- Tarefas propostas -
1. Transcreva, sem qualquer alteração, a parte do trecho fornecido que começa nas palavras com "Livro de Stefano" e termina em "dos próprios homens.".
2. De acordo com o trecho fornecido, quem assina a tradução de Vidas tardias?
3. Resuma o trecho fornecido em três frases.

- Trecho fornecido -
++++++++++

A editora Fósforo abre o seu catálogo de 2025 com um novo romance de Brandon Taylor.
 
Desde a sua estreia na ficção com o romance Mundo real, Brandon Taylor vem se destacando como um cronista excepcional de nosso tempo. Descrito por Roxane Gay como “um escritor que exerce sua arte de maneiras absolutamente inesquecíveis”, o estadunidense eleva suas habilidades em Vidas tardias ao criar, com destreza e sensibilidade, um mosaico de personagens, a maior parte deles jovens negros e gays, que são retratos fidedignos das angústias e incertezas da geração milllenial. Em meio às ruas, aos bares e ao campus universitário de Iowa City, circula um grupo singular do último ano da pós-graduação. Entre escritores, dançarinos e músicos estão Seamus, um jovem poeta que não esconde dos colegas suas opiniões afiadas; Ivan, que precisou abandonar a carreira na dança depois de um golpe do destino e passou a recorrer à pornografia amadora; Noah, um bailarino cuja personalidade o deixa exposto a relacionamentos tempestuosos; e Fatima, que, cercada por julgamentos dos outros, precisa conciliar turnos de trabalho em um café com os ensaios de dança na faculdade. Os quatro são confrontados por um elenco de professores, namorados, vizinhos e colegas que levam ao limite os dilemas relacionados à identidade e à carreira. Envolta em preocupações com o futuro, frustrações com a vida artística e buscas por conexão e autoconhecimento, essa constelação de vidas mostra as forças multifacetadas que operam no presente — a falta de horizonte, as diferenças de gênero e classe, o racismo e a precarização —, que estão refletidas nas personalidades, nas escolhas e nos relacionamentos desses jovens inquietos e talentosos. Com Vidas tardias, Taylor conduz a literatura contemporânea a novos rumos e estabelece diferentes parâmetros para o que ela é capaz de desdobrar. O livro tem tradução de Floresta. Você pode comprar o livro aqui.
 
Livro de Stefano Volp toca em feridas profundas e exemplifica o quanto o sistema patriarcal, além de rebaixar qualquer outro gênero que não o masculino, precariza a subjetividade dos próprios homens.

++++++++++

- Material fornecido -
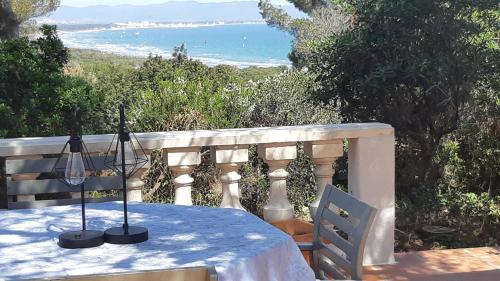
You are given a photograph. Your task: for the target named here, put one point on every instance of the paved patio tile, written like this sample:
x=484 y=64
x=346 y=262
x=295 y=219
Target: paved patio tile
x=441 y=265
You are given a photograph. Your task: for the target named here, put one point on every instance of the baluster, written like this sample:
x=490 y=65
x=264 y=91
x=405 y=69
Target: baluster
x=371 y=176
x=323 y=154
x=182 y=161
x=229 y=159
x=278 y=156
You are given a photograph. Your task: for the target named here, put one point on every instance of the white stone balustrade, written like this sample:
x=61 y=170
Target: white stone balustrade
x=323 y=154
x=229 y=160
x=370 y=165
x=278 y=156
x=182 y=161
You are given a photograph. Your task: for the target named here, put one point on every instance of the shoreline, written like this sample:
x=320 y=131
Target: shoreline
x=85 y=52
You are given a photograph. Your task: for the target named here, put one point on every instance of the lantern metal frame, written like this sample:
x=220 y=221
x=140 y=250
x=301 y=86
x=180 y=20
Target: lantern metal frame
x=83 y=238
x=126 y=234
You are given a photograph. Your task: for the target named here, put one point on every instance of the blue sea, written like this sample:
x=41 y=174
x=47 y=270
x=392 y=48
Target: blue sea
x=242 y=45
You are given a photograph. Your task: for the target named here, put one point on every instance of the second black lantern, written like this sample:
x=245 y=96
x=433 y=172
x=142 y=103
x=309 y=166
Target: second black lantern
x=125 y=156
x=71 y=169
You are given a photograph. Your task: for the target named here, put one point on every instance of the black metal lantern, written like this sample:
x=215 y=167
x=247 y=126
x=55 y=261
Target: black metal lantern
x=72 y=171
x=125 y=156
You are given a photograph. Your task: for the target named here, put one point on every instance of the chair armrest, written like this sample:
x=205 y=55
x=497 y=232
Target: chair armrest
x=305 y=246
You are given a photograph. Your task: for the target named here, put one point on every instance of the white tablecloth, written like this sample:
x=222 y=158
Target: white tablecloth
x=240 y=245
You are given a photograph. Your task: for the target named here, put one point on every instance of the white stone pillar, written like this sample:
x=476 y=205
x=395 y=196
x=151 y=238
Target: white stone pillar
x=229 y=159
x=371 y=179
x=182 y=161
x=278 y=156
x=323 y=154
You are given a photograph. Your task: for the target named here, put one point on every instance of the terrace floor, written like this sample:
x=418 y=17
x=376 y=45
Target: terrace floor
x=441 y=265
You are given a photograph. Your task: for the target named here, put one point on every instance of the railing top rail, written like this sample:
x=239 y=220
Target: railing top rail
x=197 y=138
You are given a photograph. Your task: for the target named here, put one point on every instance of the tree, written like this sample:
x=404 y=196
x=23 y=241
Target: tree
x=13 y=13
x=412 y=64
x=324 y=19
x=35 y=95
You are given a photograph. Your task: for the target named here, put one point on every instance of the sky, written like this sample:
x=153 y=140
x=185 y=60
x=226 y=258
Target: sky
x=80 y=3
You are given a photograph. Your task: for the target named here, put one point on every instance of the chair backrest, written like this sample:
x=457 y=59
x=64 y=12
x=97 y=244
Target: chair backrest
x=30 y=185
x=177 y=274
x=341 y=226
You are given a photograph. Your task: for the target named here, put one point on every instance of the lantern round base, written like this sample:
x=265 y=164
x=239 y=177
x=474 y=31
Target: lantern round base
x=81 y=239
x=117 y=235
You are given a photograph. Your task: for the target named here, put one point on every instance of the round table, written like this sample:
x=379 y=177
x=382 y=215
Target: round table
x=240 y=245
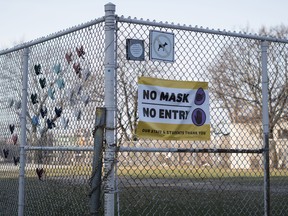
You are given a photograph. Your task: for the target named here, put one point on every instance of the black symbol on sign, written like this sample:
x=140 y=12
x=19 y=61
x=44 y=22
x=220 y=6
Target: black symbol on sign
x=162 y=46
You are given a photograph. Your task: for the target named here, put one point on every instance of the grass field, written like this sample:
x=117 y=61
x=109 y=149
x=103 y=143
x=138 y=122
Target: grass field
x=150 y=191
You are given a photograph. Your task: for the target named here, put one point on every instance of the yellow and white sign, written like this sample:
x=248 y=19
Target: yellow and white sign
x=173 y=110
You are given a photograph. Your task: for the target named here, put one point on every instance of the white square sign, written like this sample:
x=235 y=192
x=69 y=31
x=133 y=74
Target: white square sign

++++++++++

- Lista de respostas -
1.
Livro de Stefano Volp toca em feridas profundas e exemplifica o quanto o sistema patriarcal, além de rebaixar qualquer outro gênero que não o masculino, precariza a subjetividade dos próprios homens.

2. A tradução é de Floresta.

3. A editora Fósforo abre seu catálogo de 2025 com Vidas tardias, romance de Brandon Taylor que acompanha um grupo de jovens do último ano da pós-graduação em Iowa City, entre eles Seamus, Ivan, Noah e Fatima. Confrontados por dilemas de identidade e carreira, esses personagens refletem forças do presente como a falta de horizonte, as diferenças de gênero e classe, o racismo e a precarização. O trecho menciona ainda um livro de Stefano Volp que mostra como o sistema patriarcal precariza a subjetividade dos próprios homens.